--- EXERCICES À TRAITER ---
#1 Veuillez recopier sans rien changer le passage de l'article sur Boko Haram qui va de "Boko Haram, qui" à "quarantaine de fois.".
#2 D'après l'article sur Boko Haram, quel nouveau chef dirige la secte après la mort de Mohammed Yusuf ?

=== EXTRAIT FOURNI ===

Boko Haram, qui fête son dixième anniversaire, poursuit sa croisade macabre dans le nord du pays. Depuis le début de l'année 2014, la secte islamiste nigériane aux milliers de victimes a déjà frappé une quarantaine de fois.
Cela fait déjà dix ans. Dix ans que la secte Boko Haram sème la terreur au
Nigeria. Aux origines du mouvement, il y a Mohammed Yusuf. Dès 2002 - soit deux
ans avant le début de la vague d'attentats -, ce gourou harangue ses fidèles par
des prêches radicaux où se mêlent critique de la corruption, haine contre
l'Occident et sa "modernité", et dénonciation de l'inertie des autorités
centrales. Dans cette région longtemps délaissée par les autorités centrales où
l'illettrisme atteint des sommets, le discours fait recette et les foules se
pressent à l'entrée de la mosquée et de l'école coranique. Malgré quelques
assassinats et des assauts meurtriers contre la police, personne ne prête encore
véritablement attention à Boko Haram. Les autorités d'Abuja sont alors davantage
préoccupées par l'insurrection en cours dans le delta du Niger.
La carte interactive recensant les exactions de Boko Haram
au Nigeria depuis 2003 jusqu'à aujourd'hui.
Tout change en juin 2009, lors d'un banal incident avec la police. Quinze
fidèles sont tués. Yusuf promet de les venger et enclenche un soulèvement
d'envergure dans quatre États du Nord. La réplique des forces de l'ordre est
féroce. Le leader de la secte est capturé puis exécuté sans aucune forme de
procès. Sa mort va radicaliser la secte, désormais soumise à l'influence de son
nouveau chef Abubakar Shekau. Depuis, les attentats se sont multiplié.
Des attentats prolifiques
Dans l'horreur, Boko Haram est particulièrement efficace. Selon les estimations
les plus basses, 160 attentats auraient été commis par la secte depuis 2004 pour
des victimes qui se comptent en milliers (2 600 au minimum). Dans cette longue
litanie de crimes, les victimes sont nombreuses mais contrairement à ce que l'on
croit, majoritairement de religion musulmane (environ les deux tiers pour un
tiers de chrétien). Civils, forces de l'ordre, membres de groupes d'autodéfense,
personnalités critiques... Autrement dit, sont visés tous ceux qui semblent
s'opposer à la secte, symboliser l'État fédéral ou, surtout, sont suspectés
d'être de mèche avec ce dernier.

=== LIGNES PRÉSENTÉES ===

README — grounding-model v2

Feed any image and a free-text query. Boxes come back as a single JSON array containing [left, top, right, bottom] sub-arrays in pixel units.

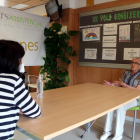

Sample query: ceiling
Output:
[[0, 0, 50, 11]]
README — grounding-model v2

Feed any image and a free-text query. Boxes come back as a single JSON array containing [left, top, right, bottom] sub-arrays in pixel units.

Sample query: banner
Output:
[[0, 7, 50, 66]]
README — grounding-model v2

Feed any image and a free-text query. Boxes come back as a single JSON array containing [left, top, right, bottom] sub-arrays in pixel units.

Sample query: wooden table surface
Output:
[[17, 83, 140, 140]]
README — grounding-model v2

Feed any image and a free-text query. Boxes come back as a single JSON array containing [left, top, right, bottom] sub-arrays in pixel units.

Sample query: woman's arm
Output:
[[14, 78, 41, 118]]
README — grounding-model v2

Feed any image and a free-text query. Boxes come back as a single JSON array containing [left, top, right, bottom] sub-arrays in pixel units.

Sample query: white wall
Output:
[[24, 0, 116, 16], [23, 4, 47, 16]]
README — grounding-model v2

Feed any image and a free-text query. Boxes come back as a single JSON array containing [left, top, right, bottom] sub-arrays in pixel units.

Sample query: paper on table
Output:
[[123, 48, 140, 60], [85, 48, 97, 59], [103, 23, 117, 35], [103, 36, 117, 47], [102, 49, 116, 60]]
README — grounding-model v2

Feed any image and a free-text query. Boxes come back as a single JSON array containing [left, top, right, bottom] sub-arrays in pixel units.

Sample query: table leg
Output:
[[86, 122, 90, 132]]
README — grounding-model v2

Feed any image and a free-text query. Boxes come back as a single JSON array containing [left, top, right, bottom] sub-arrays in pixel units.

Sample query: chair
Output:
[[28, 75, 38, 91], [128, 99, 140, 140]]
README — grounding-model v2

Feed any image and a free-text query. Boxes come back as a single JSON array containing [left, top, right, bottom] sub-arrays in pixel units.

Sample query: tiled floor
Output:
[[15, 116, 140, 140]]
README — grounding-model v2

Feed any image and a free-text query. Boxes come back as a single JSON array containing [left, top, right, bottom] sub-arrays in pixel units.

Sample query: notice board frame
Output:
[[79, 3, 140, 69]]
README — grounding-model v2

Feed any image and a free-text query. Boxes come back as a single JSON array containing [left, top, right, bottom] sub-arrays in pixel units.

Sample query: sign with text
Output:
[[0, 7, 50, 66]]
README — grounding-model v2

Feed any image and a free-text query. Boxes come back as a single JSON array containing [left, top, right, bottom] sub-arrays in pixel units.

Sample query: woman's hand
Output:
[[119, 78, 126, 87]]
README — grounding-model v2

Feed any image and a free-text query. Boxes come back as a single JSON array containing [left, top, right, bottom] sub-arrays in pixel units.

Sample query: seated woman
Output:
[[0, 40, 41, 140], [100, 57, 140, 140]]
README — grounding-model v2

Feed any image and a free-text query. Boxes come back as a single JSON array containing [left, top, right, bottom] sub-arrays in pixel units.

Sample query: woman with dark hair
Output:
[[0, 40, 41, 140]]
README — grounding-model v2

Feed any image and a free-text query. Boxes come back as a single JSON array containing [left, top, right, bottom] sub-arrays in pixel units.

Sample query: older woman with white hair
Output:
[[100, 57, 140, 140]]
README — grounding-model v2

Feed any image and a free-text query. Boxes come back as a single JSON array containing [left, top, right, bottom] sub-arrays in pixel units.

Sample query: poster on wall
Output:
[[103, 23, 117, 35], [0, 7, 50, 66], [123, 48, 140, 60], [102, 49, 116, 60], [103, 36, 117, 47], [85, 48, 97, 59], [82, 27, 100, 41], [119, 25, 130, 42], [134, 23, 140, 42]]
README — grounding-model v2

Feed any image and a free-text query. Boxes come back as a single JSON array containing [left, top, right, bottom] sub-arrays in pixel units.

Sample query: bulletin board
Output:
[[79, 3, 140, 69]]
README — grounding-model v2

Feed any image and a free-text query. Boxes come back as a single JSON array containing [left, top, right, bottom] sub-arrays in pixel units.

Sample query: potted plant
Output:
[[39, 23, 78, 90]]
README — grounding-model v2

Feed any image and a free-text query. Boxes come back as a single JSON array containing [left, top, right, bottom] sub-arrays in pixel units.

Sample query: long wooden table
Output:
[[17, 83, 140, 140]]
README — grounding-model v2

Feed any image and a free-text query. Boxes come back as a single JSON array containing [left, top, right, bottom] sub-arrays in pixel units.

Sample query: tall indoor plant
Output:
[[39, 23, 78, 90]]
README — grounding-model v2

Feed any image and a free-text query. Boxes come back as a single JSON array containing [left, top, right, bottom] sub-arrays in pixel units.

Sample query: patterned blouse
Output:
[[121, 70, 140, 87]]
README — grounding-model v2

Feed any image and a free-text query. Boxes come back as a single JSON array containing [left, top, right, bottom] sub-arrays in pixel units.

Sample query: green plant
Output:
[[39, 23, 78, 90]]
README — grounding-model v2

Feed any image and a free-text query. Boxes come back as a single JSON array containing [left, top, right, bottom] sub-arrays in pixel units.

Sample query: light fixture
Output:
[[11, 4, 29, 9]]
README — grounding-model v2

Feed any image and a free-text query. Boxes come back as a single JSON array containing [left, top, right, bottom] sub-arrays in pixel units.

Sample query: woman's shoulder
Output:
[[0, 73, 20, 81]]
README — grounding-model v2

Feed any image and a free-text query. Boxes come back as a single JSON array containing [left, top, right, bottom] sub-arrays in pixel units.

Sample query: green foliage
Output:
[[39, 23, 78, 90]]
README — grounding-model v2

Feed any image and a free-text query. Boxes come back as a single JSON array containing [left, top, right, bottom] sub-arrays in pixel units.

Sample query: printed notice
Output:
[[103, 23, 117, 35], [119, 25, 130, 42], [134, 23, 140, 42], [123, 48, 140, 60], [103, 36, 117, 47], [85, 48, 97, 59], [102, 49, 116, 60], [82, 27, 100, 41]]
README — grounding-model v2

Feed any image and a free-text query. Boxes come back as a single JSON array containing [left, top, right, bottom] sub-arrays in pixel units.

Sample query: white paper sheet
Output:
[[82, 27, 100, 41], [85, 48, 97, 59], [103, 36, 117, 47], [102, 49, 116, 60], [103, 23, 117, 35], [123, 48, 140, 60], [119, 25, 130, 42]]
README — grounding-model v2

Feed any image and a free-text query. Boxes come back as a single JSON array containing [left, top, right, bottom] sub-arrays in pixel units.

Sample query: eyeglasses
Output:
[[131, 61, 140, 65]]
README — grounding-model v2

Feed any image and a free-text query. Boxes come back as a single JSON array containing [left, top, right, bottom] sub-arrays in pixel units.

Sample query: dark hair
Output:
[[0, 40, 25, 77]]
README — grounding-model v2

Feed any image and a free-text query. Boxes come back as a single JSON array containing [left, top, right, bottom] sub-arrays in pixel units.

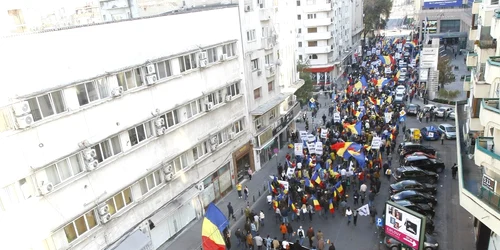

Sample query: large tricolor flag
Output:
[[201, 203, 229, 250]]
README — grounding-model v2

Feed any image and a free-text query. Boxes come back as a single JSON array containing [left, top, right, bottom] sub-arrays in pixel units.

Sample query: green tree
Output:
[[295, 61, 314, 104], [438, 56, 455, 89], [363, 0, 392, 39]]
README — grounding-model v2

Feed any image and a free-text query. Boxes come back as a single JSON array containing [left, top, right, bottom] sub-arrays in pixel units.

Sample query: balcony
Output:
[[479, 98, 500, 127], [304, 32, 332, 41], [302, 3, 332, 13], [456, 104, 500, 232], [304, 46, 331, 54], [304, 18, 332, 27], [466, 52, 477, 67]]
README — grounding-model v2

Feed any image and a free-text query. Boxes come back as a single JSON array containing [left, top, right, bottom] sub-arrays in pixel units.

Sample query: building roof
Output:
[[0, 5, 240, 107]]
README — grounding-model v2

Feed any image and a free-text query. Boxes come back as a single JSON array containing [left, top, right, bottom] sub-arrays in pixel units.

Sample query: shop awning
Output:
[[113, 230, 153, 250], [304, 66, 335, 73], [250, 93, 291, 115]]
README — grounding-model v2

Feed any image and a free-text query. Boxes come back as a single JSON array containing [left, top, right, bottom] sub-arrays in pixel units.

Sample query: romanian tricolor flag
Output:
[[312, 195, 321, 211], [328, 199, 335, 214], [201, 203, 229, 250]]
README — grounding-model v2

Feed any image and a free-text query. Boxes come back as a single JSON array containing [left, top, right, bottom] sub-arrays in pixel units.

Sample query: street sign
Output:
[[384, 201, 426, 250]]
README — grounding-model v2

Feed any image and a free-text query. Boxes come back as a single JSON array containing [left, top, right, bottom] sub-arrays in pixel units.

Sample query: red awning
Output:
[[305, 66, 335, 73]]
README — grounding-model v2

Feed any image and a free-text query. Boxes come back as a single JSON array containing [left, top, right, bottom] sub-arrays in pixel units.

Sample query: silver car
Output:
[[438, 124, 457, 139]]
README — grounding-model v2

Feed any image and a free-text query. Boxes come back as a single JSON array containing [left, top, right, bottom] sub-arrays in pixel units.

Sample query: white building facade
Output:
[[296, 0, 363, 85], [0, 5, 253, 250]]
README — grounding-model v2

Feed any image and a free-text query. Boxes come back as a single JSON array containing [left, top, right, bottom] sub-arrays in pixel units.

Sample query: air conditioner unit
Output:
[[83, 148, 97, 161], [111, 86, 123, 97], [163, 165, 174, 174], [146, 64, 156, 75], [12, 101, 31, 116], [39, 182, 54, 195], [146, 75, 158, 85], [205, 102, 214, 111], [16, 114, 35, 129], [200, 59, 208, 68], [100, 214, 111, 224], [156, 127, 167, 136], [85, 160, 99, 172], [165, 173, 174, 182], [97, 204, 109, 216], [155, 118, 165, 128]]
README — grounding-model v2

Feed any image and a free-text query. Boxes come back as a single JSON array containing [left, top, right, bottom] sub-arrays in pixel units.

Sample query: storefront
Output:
[[200, 162, 232, 208], [232, 142, 255, 184]]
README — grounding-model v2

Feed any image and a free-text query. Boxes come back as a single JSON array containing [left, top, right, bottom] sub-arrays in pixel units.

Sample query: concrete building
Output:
[[457, 0, 500, 249], [414, 0, 472, 49], [0, 5, 252, 250], [296, 0, 363, 85]]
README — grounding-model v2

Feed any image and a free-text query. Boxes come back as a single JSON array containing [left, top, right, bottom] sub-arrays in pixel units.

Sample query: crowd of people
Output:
[[234, 37, 422, 250]]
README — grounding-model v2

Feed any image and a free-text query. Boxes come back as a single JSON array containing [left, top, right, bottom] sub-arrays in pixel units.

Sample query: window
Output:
[[179, 53, 198, 72], [76, 78, 110, 106], [128, 121, 154, 146], [92, 136, 122, 163], [307, 41, 318, 47], [106, 188, 132, 215], [267, 81, 274, 92], [64, 209, 97, 243], [28, 90, 66, 121], [138, 169, 162, 195], [116, 68, 144, 91], [226, 82, 240, 96], [45, 154, 83, 186], [307, 14, 316, 19], [222, 43, 236, 57], [207, 48, 219, 63], [250, 58, 259, 71], [247, 29, 257, 42], [232, 120, 243, 134], [253, 88, 262, 99], [307, 28, 318, 33]]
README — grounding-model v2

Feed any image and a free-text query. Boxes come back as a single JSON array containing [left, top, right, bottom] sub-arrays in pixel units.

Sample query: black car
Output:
[[398, 142, 436, 157], [396, 200, 436, 218], [389, 180, 437, 194], [391, 190, 437, 206], [406, 103, 420, 115], [402, 155, 445, 173], [392, 167, 439, 184]]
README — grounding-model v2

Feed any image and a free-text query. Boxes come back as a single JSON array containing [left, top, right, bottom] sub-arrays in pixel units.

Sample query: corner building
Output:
[[0, 5, 253, 250]]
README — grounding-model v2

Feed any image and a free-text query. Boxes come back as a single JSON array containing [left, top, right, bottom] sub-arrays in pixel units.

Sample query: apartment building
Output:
[[0, 5, 252, 250], [457, 0, 500, 249], [296, 0, 363, 85]]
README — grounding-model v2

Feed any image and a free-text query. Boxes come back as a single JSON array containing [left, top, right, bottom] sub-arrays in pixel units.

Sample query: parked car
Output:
[[438, 123, 457, 139], [389, 180, 437, 194], [384, 233, 439, 250], [392, 166, 439, 184], [406, 103, 420, 115], [402, 155, 445, 173], [395, 200, 436, 219], [436, 107, 453, 117], [420, 126, 441, 141], [390, 190, 437, 206]]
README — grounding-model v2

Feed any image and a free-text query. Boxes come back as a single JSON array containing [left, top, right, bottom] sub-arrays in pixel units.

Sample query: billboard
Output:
[[424, 0, 463, 8], [385, 201, 425, 250]]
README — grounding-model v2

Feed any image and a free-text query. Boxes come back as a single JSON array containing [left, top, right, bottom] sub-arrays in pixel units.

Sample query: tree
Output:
[[363, 0, 392, 39], [295, 60, 314, 104], [438, 56, 455, 89]]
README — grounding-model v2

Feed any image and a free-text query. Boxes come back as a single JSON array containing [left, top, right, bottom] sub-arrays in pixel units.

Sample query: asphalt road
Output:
[[227, 96, 474, 250]]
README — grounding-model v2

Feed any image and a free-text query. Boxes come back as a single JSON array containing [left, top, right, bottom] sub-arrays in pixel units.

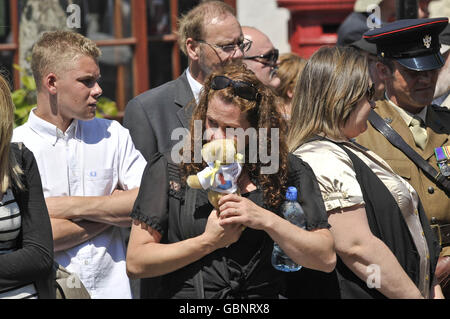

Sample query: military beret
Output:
[[363, 18, 448, 71], [350, 39, 377, 55]]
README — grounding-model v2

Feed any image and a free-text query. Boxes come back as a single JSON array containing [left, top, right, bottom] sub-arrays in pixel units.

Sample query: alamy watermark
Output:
[[66, 4, 81, 29], [366, 4, 381, 30], [170, 120, 280, 174], [366, 264, 381, 289]]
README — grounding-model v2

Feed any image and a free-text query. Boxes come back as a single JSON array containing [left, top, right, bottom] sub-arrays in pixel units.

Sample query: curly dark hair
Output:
[[181, 61, 288, 208]]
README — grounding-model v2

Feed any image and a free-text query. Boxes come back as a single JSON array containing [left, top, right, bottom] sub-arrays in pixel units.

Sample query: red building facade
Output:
[[277, 0, 355, 58]]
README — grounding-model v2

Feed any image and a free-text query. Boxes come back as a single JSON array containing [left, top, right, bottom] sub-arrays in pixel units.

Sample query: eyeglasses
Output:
[[244, 49, 279, 66], [195, 40, 252, 54], [367, 83, 375, 102], [211, 75, 261, 102]]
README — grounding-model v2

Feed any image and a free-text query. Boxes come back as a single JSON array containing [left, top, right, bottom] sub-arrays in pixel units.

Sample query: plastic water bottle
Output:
[[272, 186, 306, 272]]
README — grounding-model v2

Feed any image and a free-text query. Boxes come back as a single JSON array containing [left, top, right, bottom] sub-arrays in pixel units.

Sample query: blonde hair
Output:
[[275, 53, 306, 103], [0, 74, 23, 193], [288, 47, 369, 152], [31, 31, 101, 91], [178, 1, 236, 56]]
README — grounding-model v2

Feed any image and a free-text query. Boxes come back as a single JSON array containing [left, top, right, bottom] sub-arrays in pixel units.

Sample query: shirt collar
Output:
[[384, 92, 428, 126], [28, 108, 78, 146], [186, 68, 203, 103]]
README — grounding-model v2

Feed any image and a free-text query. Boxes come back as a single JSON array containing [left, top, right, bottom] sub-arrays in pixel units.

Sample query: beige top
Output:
[[294, 140, 430, 298]]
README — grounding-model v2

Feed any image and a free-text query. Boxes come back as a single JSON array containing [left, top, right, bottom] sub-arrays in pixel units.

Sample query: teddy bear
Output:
[[187, 139, 243, 211]]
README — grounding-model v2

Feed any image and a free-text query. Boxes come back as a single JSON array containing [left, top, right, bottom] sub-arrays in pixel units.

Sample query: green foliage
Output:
[[11, 65, 118, 127]]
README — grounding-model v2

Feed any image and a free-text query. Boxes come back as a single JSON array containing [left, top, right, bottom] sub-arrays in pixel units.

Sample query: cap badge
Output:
[[423, 34, 431, 49]]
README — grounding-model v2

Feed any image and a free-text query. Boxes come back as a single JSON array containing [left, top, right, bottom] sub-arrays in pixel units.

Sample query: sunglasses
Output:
[[195, 40, 252, 54], [367, 83, 375, 102], [244, 49, 279, 66], [211, 75, 261, 102]]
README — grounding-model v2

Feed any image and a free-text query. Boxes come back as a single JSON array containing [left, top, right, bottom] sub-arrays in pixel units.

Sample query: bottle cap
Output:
[[286, 186, 297, 200]]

===

--- RÉPONSES PAR EXERCICE ---
#1
Boko Haram, qui fête son dixième anniversaire, poursuit sa croisade macabre dans le nord du pays. Depuis le début de l'année 2014, la secte islamiste nigériane aux milliers de victimes a déjà frappé une quarantaine de fois.

#2 Abubakar Shekau.